_TASK TO CARRY OUT_
Copy out the lines below, starting with the line that contains "of the parking" and going on through the end of the records, with their requests included. Multiply every coordinate in the answers by 2.15 and round to whole numbers with halves going up, but leave the numbers in the requests and their sample outputs unchanged.

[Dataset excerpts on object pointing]
## Begin
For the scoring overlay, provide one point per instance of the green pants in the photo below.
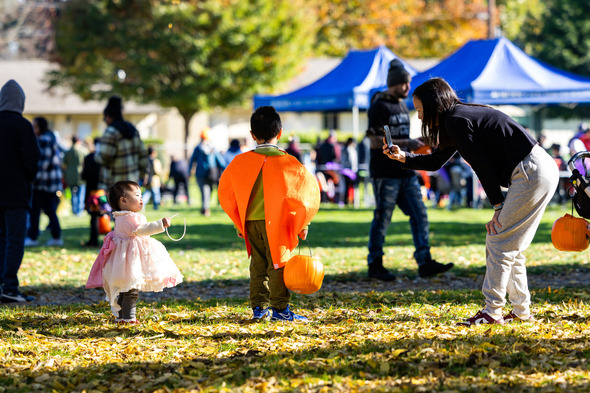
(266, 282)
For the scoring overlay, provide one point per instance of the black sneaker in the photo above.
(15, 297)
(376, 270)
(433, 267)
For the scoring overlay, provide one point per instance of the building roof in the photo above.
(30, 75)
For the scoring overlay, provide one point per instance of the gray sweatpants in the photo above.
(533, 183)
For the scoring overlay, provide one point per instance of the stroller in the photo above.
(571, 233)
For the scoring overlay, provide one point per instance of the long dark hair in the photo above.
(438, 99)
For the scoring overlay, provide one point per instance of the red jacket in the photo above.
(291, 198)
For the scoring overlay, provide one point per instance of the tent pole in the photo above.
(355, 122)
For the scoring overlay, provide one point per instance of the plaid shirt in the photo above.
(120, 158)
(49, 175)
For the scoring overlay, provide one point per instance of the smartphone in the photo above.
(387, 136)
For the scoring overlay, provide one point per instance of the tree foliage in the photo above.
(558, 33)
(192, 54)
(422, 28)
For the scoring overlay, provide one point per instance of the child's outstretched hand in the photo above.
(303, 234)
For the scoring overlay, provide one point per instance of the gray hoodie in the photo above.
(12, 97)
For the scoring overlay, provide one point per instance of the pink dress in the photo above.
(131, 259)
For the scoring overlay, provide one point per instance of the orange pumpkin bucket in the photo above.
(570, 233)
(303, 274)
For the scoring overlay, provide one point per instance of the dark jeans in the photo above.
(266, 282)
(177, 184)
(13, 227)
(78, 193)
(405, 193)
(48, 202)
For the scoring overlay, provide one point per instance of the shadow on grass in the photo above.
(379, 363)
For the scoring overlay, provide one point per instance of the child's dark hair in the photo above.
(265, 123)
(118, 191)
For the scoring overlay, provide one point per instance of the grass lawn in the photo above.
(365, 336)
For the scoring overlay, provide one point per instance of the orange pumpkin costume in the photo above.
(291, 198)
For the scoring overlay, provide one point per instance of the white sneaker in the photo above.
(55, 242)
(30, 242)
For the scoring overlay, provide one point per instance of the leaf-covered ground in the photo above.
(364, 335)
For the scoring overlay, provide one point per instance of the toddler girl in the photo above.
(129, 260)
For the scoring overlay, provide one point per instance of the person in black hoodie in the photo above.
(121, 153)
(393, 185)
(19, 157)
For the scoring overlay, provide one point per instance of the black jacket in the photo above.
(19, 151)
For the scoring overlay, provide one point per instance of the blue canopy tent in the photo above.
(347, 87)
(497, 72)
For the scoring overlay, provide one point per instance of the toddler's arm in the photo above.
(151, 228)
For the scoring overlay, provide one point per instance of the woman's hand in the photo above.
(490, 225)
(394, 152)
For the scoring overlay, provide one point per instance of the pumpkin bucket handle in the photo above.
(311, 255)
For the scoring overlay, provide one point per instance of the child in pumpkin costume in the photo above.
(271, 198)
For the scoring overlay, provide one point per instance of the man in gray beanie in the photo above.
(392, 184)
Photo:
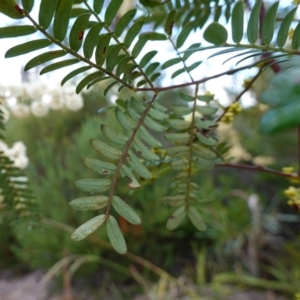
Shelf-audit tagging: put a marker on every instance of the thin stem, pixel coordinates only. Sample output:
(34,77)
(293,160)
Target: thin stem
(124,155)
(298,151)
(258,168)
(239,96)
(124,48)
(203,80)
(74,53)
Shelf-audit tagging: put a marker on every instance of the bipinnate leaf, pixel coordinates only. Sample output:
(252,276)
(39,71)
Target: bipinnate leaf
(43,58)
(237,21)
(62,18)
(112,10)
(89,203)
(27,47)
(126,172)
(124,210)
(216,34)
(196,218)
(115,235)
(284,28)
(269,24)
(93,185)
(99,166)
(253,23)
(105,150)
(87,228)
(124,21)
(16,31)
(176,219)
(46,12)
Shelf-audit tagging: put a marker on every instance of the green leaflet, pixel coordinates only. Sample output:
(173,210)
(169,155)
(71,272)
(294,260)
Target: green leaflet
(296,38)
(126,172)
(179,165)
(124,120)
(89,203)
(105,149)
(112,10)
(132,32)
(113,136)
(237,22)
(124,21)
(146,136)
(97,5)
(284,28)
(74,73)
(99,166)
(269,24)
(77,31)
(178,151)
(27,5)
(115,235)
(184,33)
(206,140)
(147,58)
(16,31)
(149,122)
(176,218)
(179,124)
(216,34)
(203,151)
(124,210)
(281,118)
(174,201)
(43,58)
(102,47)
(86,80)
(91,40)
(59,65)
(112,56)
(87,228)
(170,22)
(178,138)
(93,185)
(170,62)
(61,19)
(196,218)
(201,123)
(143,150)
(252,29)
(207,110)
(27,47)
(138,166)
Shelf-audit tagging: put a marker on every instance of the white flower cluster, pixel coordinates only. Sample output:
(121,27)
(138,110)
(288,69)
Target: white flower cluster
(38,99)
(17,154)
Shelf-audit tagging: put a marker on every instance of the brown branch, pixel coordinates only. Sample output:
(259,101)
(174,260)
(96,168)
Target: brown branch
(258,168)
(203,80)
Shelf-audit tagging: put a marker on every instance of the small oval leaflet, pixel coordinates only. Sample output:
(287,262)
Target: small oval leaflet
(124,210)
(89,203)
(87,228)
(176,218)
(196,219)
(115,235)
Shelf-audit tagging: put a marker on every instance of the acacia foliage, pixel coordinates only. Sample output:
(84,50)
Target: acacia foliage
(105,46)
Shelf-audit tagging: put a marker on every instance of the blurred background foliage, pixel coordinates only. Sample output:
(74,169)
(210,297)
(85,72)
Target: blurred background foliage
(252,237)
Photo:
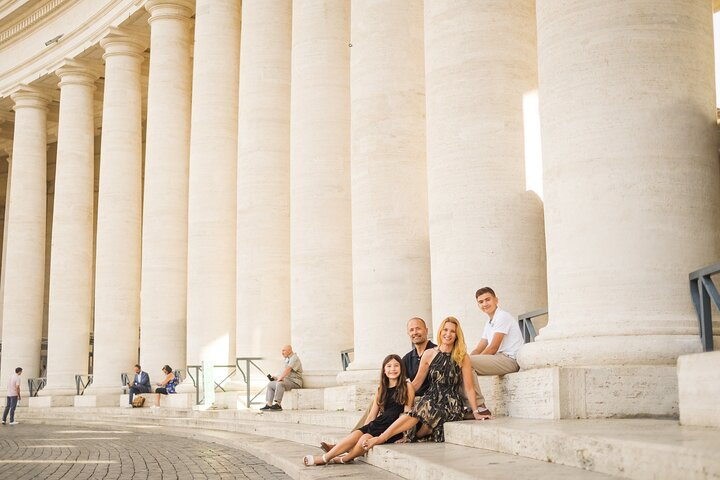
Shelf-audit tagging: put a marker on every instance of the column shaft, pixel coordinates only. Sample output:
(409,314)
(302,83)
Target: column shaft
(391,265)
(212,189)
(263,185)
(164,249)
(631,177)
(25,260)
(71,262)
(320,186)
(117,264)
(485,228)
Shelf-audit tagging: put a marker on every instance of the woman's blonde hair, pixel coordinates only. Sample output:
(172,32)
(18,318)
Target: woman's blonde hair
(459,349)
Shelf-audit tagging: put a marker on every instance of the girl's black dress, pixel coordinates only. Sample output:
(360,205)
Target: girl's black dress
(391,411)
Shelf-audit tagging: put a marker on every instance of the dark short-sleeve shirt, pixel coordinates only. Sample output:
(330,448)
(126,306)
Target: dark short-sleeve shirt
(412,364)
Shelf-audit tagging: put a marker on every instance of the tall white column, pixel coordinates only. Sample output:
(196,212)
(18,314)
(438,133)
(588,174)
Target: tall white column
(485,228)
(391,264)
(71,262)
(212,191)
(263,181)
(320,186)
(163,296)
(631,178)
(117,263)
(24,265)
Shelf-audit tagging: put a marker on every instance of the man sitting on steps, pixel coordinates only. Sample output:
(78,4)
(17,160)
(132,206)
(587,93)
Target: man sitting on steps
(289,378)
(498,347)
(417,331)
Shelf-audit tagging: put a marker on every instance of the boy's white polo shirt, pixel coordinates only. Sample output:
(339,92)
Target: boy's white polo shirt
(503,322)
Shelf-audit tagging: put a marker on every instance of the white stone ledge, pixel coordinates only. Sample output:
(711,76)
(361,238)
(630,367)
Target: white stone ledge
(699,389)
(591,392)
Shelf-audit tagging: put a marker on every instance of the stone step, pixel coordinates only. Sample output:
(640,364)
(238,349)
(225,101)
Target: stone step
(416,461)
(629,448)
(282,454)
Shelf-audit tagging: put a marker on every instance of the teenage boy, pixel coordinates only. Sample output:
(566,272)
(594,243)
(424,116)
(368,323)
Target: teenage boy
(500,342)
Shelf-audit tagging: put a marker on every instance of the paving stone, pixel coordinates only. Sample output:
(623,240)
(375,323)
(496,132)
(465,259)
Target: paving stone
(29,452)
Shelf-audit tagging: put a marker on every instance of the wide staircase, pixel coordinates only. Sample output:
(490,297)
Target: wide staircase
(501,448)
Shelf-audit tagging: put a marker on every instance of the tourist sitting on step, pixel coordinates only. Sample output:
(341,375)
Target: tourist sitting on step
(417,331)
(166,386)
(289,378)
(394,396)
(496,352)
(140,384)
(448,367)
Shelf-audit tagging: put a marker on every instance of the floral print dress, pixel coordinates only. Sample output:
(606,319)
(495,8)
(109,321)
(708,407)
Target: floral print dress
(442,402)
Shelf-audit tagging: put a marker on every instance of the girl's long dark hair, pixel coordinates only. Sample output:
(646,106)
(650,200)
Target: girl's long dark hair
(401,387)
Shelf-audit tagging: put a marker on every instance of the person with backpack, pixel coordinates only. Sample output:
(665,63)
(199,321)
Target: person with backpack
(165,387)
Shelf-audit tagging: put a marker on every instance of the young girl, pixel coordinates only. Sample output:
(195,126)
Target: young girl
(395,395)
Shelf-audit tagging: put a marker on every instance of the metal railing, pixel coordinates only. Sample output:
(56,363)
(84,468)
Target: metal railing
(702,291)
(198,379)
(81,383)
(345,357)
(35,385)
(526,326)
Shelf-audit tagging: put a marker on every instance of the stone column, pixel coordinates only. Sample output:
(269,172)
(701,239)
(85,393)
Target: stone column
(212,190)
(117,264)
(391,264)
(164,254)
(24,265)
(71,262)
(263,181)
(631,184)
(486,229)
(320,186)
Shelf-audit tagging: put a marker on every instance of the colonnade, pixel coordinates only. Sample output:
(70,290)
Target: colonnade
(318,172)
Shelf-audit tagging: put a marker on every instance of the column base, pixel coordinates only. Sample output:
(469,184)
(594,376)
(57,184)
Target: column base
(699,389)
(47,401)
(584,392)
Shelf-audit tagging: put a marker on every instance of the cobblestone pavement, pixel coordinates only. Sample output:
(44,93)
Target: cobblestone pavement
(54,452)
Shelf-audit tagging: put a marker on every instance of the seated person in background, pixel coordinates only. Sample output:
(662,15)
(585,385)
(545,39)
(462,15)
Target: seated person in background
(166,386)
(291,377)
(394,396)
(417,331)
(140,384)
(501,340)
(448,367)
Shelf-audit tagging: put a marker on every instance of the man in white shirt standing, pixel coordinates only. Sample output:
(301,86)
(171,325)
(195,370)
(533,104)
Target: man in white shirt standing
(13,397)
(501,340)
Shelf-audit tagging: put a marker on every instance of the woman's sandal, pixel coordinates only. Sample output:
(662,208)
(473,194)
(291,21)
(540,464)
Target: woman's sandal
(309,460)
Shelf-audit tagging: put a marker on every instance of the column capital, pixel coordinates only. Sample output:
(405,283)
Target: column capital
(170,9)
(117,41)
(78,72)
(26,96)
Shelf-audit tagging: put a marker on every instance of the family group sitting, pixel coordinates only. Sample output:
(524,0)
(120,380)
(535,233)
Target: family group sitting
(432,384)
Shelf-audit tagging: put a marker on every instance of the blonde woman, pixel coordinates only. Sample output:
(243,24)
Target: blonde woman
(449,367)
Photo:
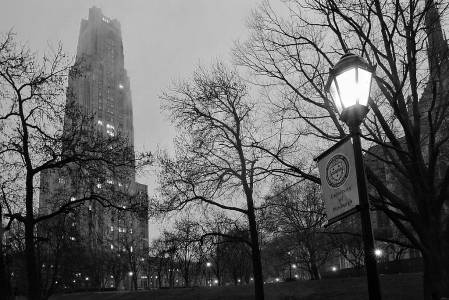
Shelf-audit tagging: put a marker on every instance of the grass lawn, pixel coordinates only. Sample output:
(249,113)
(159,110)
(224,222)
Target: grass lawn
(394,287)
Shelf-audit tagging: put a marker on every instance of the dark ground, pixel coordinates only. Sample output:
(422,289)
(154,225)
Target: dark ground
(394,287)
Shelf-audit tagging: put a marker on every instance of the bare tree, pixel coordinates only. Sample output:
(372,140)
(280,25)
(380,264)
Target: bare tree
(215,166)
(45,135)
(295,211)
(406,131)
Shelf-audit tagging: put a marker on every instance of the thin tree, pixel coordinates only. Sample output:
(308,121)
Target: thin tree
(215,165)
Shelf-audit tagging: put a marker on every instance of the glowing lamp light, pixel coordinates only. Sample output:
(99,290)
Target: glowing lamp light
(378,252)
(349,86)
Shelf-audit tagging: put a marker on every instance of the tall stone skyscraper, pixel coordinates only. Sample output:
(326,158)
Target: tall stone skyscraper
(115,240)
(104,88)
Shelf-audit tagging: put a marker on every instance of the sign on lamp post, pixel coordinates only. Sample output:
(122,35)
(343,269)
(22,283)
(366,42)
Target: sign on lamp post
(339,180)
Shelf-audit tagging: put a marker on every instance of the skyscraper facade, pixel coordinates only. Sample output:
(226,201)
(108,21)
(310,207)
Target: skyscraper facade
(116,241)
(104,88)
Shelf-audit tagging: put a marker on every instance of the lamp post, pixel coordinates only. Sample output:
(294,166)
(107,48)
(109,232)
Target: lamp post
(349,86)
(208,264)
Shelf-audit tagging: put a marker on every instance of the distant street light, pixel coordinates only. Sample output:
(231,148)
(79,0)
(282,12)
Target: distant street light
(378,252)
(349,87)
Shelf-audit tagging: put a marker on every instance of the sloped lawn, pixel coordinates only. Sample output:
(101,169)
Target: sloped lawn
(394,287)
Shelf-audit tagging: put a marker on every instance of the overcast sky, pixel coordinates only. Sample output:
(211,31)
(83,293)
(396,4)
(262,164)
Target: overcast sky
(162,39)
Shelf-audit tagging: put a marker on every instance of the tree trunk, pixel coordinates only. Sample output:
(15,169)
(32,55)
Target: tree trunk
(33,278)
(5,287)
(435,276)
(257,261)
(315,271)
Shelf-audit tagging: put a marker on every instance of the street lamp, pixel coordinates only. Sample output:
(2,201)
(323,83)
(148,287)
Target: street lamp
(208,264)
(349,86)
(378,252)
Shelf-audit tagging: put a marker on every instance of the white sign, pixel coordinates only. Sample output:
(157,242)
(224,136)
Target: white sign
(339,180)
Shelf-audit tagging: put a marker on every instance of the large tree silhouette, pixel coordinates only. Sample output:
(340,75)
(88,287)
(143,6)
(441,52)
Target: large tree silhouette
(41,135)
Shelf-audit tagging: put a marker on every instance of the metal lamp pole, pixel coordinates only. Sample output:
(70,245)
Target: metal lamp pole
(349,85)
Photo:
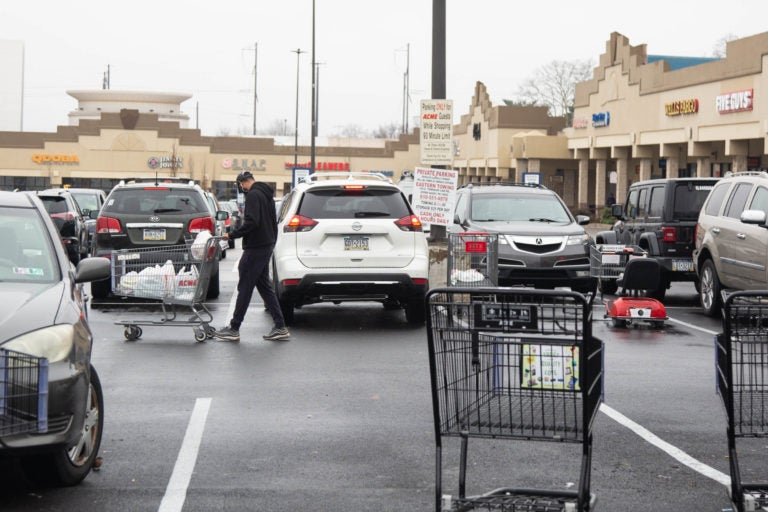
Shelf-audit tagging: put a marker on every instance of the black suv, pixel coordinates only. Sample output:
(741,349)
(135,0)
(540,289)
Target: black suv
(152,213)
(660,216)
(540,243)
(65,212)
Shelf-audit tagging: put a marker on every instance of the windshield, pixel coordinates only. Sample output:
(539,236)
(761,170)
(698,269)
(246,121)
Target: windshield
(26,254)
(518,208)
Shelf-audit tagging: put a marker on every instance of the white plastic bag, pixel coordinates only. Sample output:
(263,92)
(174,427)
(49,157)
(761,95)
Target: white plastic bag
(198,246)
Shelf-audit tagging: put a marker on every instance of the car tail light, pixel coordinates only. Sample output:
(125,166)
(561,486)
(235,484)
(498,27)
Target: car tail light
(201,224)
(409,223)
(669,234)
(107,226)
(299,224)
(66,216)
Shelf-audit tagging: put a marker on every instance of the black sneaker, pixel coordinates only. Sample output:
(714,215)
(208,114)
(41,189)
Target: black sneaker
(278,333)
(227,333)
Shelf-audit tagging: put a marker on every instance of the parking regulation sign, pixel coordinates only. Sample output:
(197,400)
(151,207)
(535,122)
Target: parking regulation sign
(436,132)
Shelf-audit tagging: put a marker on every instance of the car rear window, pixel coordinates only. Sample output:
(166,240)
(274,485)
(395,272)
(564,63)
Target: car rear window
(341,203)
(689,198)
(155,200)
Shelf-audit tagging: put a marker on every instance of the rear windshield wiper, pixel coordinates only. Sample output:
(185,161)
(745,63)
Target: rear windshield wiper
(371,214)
## End
_FULL RESPONSE_
Shelf-audit tagging: put a marker on every instance of the parking regulation sign, pixel coordinates only. Sample output:
(197,400)
(151,207)
(535,122)
Target: parking regulation sign
(937,284)
Shelf-audit tagging: put a marker on every instance of the car rear window, pixel coordinates only. Sample output:
(166,240)
(274,485)
(395,272)
(564,63)
Target: car rear window
(733,436)
(1481,426)
(333,430)
Shelf-audit tagging: put a marker on every instance of the rear windshield wiper, pixel coordinates only. Sample output:
(185,161)
(745,63)
Target: rear windshield wiper
(798,460)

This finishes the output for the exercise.